**Record excerpts**

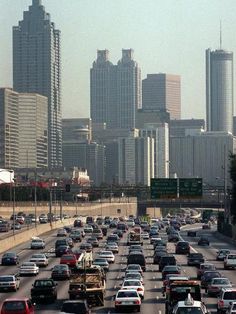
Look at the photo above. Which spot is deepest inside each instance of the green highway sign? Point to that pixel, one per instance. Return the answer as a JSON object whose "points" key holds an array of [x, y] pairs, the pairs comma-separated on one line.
{"points": [[163, 188], [190, 187]]}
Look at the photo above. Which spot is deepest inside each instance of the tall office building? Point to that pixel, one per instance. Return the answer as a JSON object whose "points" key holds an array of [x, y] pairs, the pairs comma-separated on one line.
{"points": [[37, 69], [219, 90], [24, 127], [115, 90], [162, 92], [129, 92]]}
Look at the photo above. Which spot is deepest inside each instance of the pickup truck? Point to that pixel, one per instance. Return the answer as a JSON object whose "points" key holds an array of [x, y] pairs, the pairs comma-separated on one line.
{"points": [[44, 290]]}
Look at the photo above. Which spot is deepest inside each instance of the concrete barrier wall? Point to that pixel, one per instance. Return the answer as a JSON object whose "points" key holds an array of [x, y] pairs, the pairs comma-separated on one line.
{"points": [[103, 209]]}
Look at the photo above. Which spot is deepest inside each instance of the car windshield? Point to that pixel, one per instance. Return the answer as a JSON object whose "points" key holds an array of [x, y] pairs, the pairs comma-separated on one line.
{"points": [[6, 279], [74, 307], [14, 306], [127, 294], [189, 310]]}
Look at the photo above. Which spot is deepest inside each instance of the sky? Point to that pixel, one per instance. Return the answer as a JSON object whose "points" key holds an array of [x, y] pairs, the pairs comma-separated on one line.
{"points": [[168, 36]]}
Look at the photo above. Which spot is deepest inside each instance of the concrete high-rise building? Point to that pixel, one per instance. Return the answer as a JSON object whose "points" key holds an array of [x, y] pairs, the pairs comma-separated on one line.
{"points": [[162, 92], [136, 160], [24, 128], [129, 90], [219, 90], [37, 69], [115, 90], [103, 90]]}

**Prompt**
Please turn the stretch from the line containing "the concrete high-rise" through the end of the records into a Markdown table with the columns Row and Line, giving each line its row number and leaving out blank lines.

**Output of the task**
| Row | Line |
|---|---|
| 1 | Look at the photo above. Which spot is deepest inside each instance of the concrete high-rise building? Point to that pixel, one per instance. Return the answer as a JSON object whose "points" key holds an array of [x, y] pairs, the pairs comma-separated on one line. |
| 2 | {"points": [[162, 92], [136, 160], [24, 128], [129, 90], [219, 90], [37, 69], [115, 90], [103, 90]]} |